What you have to do: Format the material as a Markdown table with columns "Row" and "Line", one line per row and blank lines omitted. Begin at the line containing "Each block tagged" and stop after the line containing "box: [0, 264, 600, 399]".

Collected data:
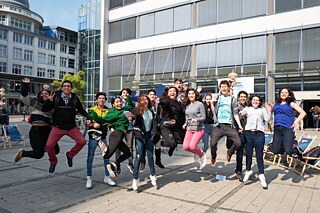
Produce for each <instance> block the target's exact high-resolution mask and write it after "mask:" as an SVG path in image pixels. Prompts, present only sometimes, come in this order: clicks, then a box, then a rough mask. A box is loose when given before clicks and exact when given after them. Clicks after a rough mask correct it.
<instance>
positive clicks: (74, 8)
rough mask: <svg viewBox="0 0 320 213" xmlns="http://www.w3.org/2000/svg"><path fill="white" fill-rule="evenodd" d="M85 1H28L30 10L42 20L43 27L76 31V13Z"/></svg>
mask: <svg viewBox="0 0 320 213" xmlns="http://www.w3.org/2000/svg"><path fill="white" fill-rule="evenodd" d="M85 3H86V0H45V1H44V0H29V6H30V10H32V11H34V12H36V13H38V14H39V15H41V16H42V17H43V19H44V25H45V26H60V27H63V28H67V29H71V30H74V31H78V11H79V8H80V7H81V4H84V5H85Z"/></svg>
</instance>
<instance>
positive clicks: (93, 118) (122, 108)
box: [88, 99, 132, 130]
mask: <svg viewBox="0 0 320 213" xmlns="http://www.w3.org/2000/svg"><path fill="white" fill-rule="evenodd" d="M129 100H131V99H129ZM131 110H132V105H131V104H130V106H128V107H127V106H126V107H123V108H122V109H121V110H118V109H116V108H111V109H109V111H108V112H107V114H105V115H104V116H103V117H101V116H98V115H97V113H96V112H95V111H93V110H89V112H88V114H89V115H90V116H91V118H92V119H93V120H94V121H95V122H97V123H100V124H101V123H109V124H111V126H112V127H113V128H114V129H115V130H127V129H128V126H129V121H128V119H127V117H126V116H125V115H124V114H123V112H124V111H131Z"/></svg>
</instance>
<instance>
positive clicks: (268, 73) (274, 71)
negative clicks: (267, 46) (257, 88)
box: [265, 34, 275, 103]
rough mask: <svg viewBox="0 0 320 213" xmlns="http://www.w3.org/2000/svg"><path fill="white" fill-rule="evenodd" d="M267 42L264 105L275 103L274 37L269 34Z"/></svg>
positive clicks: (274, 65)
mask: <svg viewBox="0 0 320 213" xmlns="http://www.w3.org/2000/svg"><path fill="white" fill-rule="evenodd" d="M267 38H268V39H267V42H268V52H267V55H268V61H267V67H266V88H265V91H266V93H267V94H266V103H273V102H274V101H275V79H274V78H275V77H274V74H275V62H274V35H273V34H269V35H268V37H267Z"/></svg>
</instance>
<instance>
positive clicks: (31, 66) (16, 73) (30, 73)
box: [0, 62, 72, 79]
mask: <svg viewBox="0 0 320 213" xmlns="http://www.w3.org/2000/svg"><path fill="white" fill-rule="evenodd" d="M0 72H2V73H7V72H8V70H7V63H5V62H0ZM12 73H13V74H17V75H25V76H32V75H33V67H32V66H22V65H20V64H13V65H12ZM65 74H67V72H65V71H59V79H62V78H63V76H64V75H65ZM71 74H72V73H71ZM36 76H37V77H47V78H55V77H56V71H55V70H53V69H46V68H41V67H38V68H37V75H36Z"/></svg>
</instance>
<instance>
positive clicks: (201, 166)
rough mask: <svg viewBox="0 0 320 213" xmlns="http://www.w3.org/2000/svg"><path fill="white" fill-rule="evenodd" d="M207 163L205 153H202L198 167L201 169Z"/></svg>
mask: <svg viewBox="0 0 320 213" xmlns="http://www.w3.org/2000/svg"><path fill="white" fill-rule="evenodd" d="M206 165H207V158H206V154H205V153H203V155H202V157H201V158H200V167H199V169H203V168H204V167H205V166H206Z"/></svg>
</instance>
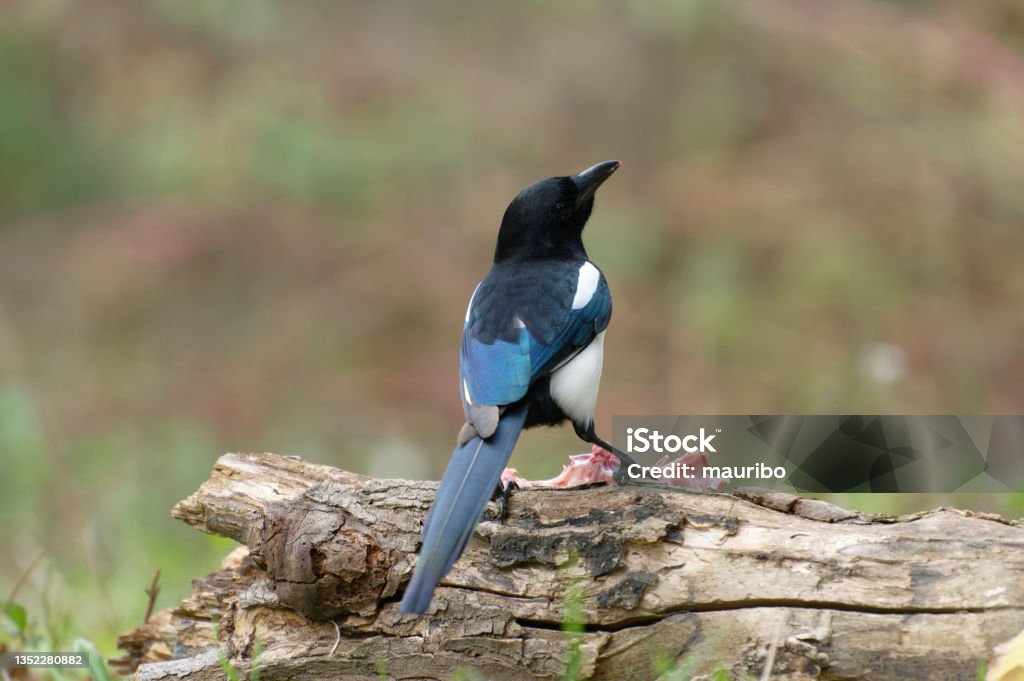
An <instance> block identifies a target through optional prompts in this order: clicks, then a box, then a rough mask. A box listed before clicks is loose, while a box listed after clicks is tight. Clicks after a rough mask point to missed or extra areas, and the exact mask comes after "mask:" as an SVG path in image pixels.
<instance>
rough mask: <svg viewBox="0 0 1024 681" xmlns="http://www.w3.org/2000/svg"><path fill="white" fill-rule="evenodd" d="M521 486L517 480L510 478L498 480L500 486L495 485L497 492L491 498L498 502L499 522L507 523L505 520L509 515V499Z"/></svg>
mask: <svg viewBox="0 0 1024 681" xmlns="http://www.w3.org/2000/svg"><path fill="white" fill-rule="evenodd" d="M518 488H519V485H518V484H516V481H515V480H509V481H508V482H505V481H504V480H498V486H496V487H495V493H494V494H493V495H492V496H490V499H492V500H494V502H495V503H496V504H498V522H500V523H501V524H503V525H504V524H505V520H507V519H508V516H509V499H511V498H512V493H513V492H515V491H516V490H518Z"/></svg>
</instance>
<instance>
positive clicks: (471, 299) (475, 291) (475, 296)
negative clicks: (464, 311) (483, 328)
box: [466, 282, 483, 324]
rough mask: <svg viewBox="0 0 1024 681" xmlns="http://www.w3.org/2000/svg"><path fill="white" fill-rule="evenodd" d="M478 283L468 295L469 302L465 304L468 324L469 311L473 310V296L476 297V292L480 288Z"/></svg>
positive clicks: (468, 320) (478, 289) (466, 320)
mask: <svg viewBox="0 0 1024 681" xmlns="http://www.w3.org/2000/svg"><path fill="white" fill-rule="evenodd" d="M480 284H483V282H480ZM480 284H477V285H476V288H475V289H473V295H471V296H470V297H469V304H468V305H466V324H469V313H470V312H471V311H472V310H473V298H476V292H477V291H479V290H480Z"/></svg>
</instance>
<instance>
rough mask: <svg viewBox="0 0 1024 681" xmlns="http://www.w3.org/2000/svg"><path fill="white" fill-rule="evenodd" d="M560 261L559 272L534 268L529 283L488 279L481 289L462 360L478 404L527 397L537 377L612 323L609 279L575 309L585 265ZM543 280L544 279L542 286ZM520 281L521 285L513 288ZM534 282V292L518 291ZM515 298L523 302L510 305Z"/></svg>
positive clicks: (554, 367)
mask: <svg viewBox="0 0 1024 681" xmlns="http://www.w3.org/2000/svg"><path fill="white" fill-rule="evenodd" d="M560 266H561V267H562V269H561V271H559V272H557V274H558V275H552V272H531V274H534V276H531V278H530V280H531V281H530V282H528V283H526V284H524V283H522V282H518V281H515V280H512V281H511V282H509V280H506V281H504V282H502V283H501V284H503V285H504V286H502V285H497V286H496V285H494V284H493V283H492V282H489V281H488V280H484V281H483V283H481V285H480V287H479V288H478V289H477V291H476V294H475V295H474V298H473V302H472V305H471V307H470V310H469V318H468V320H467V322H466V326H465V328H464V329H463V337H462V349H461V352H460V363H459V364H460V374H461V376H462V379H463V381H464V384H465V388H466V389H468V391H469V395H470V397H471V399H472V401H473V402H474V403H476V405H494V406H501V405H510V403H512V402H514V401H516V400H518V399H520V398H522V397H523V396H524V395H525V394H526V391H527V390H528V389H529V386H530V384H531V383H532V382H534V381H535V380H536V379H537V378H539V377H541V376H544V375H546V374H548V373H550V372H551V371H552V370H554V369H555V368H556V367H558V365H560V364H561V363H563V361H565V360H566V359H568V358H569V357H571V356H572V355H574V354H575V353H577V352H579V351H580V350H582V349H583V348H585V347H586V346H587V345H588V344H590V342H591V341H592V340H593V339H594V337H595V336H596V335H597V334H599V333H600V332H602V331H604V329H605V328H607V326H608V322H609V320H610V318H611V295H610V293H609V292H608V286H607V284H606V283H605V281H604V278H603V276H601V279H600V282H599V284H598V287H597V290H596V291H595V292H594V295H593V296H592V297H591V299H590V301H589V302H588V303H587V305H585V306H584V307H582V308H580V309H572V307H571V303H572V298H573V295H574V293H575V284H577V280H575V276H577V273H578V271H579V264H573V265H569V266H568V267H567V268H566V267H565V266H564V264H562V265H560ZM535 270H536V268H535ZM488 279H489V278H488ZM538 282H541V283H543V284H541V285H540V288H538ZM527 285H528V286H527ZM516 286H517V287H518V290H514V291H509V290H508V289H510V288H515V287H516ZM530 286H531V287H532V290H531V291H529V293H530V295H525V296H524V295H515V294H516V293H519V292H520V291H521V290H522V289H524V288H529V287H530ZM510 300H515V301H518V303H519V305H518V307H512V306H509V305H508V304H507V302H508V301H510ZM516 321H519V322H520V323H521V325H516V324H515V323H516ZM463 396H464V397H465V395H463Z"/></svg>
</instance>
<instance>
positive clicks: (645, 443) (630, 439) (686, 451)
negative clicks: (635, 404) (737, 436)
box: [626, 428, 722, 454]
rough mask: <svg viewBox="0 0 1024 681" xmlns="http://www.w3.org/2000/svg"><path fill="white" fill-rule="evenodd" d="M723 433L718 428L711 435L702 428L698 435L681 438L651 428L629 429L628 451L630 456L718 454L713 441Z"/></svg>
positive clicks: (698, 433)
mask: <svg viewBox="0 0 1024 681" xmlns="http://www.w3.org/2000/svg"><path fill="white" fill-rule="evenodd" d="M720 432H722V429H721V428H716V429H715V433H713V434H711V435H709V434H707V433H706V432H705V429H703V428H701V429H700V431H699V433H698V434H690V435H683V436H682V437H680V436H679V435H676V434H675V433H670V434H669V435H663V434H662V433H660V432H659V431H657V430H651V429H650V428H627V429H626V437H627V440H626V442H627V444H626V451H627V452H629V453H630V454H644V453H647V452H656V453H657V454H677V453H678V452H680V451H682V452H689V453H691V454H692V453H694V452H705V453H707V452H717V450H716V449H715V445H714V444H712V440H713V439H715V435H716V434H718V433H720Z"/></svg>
---
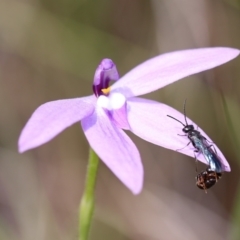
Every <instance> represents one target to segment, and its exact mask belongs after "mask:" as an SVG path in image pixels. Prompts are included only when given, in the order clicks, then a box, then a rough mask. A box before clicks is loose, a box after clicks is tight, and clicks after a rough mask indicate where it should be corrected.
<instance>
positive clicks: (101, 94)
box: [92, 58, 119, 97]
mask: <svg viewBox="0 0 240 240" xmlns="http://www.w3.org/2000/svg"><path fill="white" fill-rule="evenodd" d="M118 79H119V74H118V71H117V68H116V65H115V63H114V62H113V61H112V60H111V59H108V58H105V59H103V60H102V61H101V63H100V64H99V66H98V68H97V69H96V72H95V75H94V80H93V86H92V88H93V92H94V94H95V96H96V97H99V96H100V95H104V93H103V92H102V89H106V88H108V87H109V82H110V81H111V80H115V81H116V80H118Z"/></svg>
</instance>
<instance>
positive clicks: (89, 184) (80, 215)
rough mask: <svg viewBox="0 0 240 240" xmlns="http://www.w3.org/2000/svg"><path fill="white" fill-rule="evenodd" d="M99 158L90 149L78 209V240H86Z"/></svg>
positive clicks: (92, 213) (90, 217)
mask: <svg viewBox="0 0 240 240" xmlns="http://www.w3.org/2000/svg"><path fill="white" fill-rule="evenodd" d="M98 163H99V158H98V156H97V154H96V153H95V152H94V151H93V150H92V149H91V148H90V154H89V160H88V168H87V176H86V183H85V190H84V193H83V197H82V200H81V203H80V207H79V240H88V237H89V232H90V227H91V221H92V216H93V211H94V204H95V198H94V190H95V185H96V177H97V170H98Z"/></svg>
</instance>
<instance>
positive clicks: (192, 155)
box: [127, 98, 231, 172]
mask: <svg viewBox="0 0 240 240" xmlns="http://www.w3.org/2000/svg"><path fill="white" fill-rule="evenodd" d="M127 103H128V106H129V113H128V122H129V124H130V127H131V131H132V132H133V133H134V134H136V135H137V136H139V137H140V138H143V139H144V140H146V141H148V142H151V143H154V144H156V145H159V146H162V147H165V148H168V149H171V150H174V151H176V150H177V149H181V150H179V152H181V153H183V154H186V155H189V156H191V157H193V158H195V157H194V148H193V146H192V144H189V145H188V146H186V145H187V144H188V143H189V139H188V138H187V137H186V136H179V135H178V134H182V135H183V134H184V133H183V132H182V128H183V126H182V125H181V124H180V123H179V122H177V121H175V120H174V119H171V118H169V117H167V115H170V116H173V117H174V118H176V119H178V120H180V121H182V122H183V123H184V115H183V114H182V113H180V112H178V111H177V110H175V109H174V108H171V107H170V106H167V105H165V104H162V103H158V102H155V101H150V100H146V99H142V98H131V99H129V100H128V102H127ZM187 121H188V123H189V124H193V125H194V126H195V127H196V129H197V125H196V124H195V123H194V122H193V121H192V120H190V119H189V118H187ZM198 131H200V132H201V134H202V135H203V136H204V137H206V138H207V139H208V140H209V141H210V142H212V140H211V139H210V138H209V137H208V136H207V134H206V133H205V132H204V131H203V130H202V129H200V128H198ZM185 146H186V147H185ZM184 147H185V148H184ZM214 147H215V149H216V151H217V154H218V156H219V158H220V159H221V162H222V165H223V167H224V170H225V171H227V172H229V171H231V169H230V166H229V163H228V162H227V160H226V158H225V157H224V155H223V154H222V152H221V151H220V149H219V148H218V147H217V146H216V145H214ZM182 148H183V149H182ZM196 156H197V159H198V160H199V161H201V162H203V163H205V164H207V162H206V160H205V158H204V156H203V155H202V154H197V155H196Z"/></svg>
---
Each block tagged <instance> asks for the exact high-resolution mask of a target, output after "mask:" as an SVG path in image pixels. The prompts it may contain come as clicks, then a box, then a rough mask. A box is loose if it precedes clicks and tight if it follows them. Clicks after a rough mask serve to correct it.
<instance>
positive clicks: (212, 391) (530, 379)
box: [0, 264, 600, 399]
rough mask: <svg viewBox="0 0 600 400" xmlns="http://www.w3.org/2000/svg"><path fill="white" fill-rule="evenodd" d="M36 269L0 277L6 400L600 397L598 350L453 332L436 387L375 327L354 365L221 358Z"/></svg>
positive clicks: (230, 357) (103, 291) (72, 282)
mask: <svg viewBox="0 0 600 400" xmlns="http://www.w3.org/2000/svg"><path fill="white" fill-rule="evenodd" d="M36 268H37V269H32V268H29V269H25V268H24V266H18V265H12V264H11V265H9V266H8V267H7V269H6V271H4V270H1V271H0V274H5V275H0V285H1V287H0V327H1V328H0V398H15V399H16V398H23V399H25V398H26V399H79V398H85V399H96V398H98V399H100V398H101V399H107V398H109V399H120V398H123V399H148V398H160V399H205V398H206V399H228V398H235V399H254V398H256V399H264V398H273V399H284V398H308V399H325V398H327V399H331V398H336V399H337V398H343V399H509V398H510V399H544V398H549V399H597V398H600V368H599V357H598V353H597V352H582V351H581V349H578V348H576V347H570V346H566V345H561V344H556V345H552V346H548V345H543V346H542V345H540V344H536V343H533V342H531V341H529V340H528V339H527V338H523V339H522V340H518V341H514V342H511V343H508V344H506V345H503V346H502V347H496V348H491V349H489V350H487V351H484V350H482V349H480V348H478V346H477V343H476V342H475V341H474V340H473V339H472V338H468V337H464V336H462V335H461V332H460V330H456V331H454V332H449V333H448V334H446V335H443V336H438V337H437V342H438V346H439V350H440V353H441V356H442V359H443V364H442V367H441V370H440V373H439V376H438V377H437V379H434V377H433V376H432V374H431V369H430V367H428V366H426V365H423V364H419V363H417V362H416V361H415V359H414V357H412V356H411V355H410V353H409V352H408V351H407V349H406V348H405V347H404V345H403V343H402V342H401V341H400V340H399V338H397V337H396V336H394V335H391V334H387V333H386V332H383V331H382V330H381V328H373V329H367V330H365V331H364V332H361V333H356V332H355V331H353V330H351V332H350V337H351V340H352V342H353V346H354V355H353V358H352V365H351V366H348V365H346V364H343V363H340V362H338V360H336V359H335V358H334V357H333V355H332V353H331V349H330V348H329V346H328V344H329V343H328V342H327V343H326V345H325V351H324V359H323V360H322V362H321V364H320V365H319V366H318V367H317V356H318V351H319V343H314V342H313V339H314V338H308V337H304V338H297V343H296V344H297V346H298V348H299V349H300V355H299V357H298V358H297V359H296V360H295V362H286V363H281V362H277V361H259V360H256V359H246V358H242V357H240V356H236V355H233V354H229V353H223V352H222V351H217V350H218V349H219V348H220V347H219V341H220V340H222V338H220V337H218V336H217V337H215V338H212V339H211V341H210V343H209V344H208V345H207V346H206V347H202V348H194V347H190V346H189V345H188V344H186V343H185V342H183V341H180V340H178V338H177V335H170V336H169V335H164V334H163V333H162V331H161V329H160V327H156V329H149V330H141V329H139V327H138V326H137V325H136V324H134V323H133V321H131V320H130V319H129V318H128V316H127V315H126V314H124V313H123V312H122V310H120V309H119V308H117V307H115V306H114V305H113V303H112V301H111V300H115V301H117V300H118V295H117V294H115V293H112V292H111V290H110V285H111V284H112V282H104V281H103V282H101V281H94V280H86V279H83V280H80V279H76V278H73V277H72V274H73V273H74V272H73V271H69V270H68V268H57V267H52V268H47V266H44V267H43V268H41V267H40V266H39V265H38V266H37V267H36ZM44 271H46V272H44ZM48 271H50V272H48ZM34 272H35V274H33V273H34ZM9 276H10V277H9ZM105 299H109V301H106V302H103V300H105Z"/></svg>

Exercise result:
| Row | Line |
|---|---|
| 1 | Each block tagged <instance> asks for the exact high-resolution mask of a target, output after "mask:" as an SVG path in image pixels. The prompts it may contain come as clicks, then a box, then a rough mask. A box is loose if it precedes clicks and tight if it follows them. Clicks after a rough mask serve to correct it. |
| 2 | <instance> |
| 3 | positive clicks: (212, 391) (530, 379) |
| 4 | box: [0, 264, 600, 399] |